§ **THE REQUEST**
Extract every line of the material that contains the string "track", treating uppercase and lowercase as different.

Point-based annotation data
**********
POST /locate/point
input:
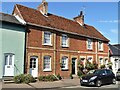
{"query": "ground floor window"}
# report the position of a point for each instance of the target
(89, 59)
(47, 63)
(64, 62)
(101, 61)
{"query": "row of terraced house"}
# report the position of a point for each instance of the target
(40, 43)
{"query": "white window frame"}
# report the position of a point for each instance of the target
(91, 45)
(66, 60)
(100, 49)
(67, 41)
(8, 59)
(46, 69)
(84, 61)
(91, 61)
(101, 63)
(50, 38)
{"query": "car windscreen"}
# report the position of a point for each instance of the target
(91, 72)
(98, 72)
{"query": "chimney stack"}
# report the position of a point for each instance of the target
(80, 18)
(43, 7)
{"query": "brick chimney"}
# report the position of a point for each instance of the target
(80, 18)
(43, 7)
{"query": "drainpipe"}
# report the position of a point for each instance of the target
(25, 48)
(55, 53)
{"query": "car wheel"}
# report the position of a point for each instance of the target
(98, 83)
(114, 81)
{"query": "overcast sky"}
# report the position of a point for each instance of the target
(102, 15)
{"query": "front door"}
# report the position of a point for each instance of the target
(9, 65)
(34, 66)
(73, 65)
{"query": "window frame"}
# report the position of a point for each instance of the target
(67, 41)
(100, 49)
(100, 60)
(91, 61)
(8, 59)
(47, 69)
(91, 45)
(50, 38)
(66, 66)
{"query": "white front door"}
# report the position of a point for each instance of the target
(9, 65)
(34, 66)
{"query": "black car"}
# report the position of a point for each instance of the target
(118, 74)
(98, 77)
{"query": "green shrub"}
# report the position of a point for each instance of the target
(28, 79)
(71, 77)
(41, 78)
(79, 73)
(59, 77)
(19, 78)
(24, 78)
(102, 66)
(47, 78)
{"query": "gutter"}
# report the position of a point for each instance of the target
(60, 30)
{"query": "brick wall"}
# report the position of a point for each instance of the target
(77, 48)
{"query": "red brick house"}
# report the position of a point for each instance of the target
(55, 44)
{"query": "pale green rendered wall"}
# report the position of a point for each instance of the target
(13, 41)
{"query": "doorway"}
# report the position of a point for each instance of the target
(9, 65)
(34, 66)
(74, 66)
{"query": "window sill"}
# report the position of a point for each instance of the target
(101, 50)
(47, 70)
(89, 49)
(66, 69)
(65, 46)
(47, 44)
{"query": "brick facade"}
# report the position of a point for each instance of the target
(77, 48)
(77, 42)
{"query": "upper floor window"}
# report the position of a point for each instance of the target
(64, 40)
(47, 38)
(64, 62)
(100, 45)
(47, 63)
(101, 61)
(89, 58)
(89, 44)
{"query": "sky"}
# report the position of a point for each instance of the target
(102, 15)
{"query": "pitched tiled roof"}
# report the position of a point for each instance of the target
(8, 18)
(36, 17)
(115, 50)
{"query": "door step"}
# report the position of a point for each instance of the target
(75, 77)
(7, 80)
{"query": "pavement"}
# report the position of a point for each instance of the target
(56, 85)
(43, 85)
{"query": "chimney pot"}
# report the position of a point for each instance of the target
(43, 7)
(80, 19)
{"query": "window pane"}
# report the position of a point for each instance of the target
(89, 44)
(47, 37)
(64, 40)
(47, 62)
(6, 60)
(64, 62)
(10, 59)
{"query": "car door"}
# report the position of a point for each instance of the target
(104, 77)
(110, 75)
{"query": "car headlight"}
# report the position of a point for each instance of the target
(92, 78)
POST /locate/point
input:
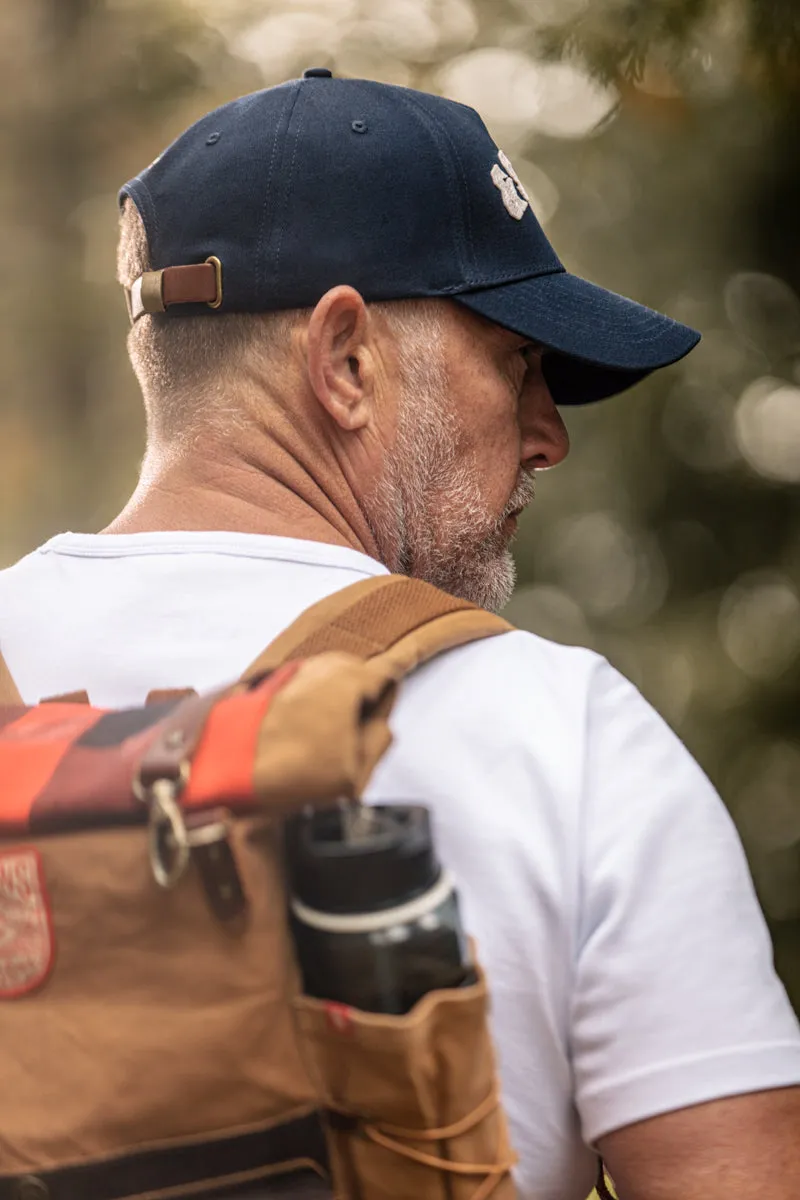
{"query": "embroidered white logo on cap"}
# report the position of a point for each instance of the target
(25, 930)
(507, 181)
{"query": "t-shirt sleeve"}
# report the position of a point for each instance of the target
(675, 997)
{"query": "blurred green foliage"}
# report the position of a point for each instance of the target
(657, 141)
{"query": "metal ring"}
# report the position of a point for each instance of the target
(167, 822)
(143, 792)
(217, 271)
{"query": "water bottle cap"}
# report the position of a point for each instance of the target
(385, 865)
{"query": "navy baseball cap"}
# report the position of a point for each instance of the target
(272, 199)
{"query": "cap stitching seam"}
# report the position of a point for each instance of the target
(149, 203)
(465, 195)
(434, 130)
(268, 189)
(289, 178)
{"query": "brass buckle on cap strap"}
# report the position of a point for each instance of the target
(192, 283)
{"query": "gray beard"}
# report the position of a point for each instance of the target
(428, 515)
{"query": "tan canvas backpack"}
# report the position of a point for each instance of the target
(154, 1042)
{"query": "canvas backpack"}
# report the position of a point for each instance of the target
(154, 1038)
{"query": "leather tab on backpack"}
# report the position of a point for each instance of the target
(178, 737)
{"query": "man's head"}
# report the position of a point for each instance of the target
(355, 271)
(435, 417)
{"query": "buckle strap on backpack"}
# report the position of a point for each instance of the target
(191, 1170)
(403, 619)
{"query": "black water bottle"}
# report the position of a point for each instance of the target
(374, 916)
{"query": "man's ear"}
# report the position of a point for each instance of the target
(341, 366)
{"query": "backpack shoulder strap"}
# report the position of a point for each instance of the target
(401, 621)
(8, 690)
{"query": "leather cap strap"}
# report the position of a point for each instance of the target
(156, 291)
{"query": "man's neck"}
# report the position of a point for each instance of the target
(211, 492)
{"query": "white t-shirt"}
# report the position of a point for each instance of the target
(630, 969)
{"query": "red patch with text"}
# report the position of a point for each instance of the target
(25, 925)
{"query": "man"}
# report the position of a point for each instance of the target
(365, 339)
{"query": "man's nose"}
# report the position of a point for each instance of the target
(545, 439)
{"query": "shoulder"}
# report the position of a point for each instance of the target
(519, 681)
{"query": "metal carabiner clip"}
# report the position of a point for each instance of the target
(167, 837)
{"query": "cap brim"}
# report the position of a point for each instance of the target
(603, 342)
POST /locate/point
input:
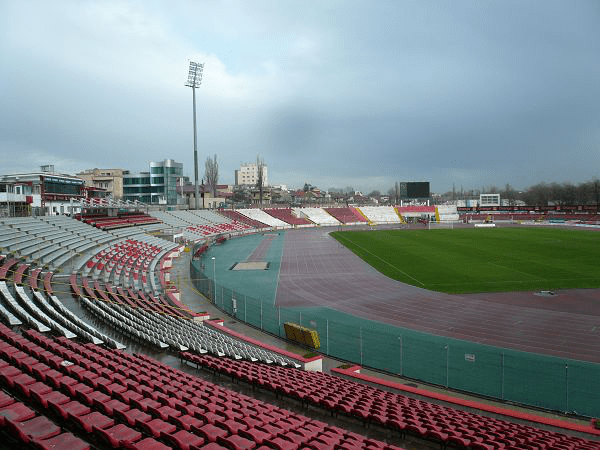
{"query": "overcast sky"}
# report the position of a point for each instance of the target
(333, 93)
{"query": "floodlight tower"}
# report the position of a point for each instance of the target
(194, 80)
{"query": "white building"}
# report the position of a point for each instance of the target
(247, 175)
(40, 193)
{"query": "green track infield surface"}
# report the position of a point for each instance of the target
(482, 260)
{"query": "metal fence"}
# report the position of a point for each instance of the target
(527, 378)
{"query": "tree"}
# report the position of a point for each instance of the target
(211, 174)
(260, 167)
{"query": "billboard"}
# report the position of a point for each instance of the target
(414, 189)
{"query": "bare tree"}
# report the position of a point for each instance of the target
(211, 174)
(260, 167)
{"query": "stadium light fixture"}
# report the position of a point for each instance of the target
(194, 80)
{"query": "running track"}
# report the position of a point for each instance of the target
(317, 271)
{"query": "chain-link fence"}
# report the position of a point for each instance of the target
(527, 378)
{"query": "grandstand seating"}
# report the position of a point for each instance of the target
(122, 400)
(235, 215)
(288, 216)
(347, 215)
(196, 231)
(447, 213)
(380, 214)
(104, 222)
(260, 216)
(394, 411)
(317, 215)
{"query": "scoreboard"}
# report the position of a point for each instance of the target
(414, 189)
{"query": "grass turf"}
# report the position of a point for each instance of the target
(482, 260)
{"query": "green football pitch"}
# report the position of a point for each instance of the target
(482, 260)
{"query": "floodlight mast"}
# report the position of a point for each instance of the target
(194, 81)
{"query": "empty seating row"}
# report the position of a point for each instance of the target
(394, 411)
(288, 215)
(347, 215)
(261, 216)
(317, 215)
(237, 216)
(195, 231)
(121, 400)
(32, 306)
(158, 325)
(380, 214)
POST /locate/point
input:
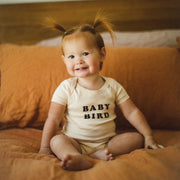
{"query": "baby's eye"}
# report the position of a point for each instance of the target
(71, 57)
(85, 53)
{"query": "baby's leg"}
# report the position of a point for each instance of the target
(125, 143)
(102, 154)
(68, 150)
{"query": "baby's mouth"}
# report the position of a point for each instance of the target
(82, 68)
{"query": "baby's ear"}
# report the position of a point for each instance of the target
(103, 52)
(62, 56)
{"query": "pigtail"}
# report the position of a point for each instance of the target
(51, 23)
(101, 20)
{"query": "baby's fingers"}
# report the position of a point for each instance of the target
(160, 146)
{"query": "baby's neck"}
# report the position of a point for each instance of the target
(91, 83)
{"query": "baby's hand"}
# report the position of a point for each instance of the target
(45, 151)
(150, 143)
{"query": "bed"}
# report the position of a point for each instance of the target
(30, 71)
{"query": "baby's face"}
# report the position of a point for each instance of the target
(81, 54)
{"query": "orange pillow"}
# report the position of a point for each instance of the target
(30, 74)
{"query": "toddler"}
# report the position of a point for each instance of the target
(87, 102)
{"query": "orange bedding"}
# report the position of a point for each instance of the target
(28, 78)
(19, 160)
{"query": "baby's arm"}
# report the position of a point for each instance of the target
(55, 116)
(137, 119)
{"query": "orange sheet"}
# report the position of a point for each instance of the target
(19, 160)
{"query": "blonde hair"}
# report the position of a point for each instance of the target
(99, 21)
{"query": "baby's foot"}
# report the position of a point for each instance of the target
(75, 163)
(102, 154)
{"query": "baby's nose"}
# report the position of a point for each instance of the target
(79, 60)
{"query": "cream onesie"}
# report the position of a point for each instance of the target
(90, 114)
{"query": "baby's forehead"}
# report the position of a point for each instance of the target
(85, 38)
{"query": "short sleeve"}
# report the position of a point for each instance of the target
(120, 93)
(60, 95)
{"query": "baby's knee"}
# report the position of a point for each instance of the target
(57, 140)
(139, 138)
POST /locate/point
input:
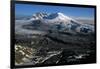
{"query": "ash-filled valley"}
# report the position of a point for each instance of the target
(46, 39)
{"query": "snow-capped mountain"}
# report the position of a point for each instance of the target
(38, 16)
(60, 22)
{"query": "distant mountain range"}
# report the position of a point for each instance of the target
(61, 22)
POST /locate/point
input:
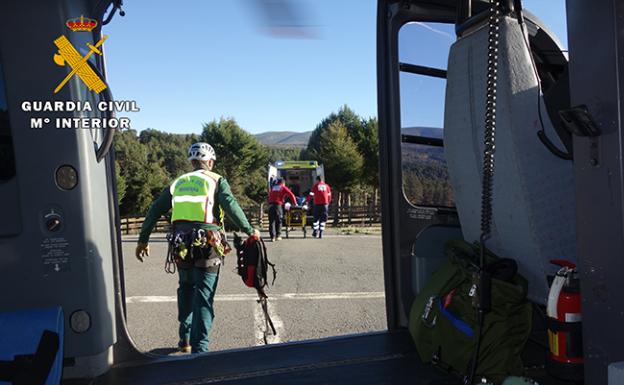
**********
§ **SOLUTION TO THE PROBLEM**
{"query": "green track infield surface"}
{"query": "running track"}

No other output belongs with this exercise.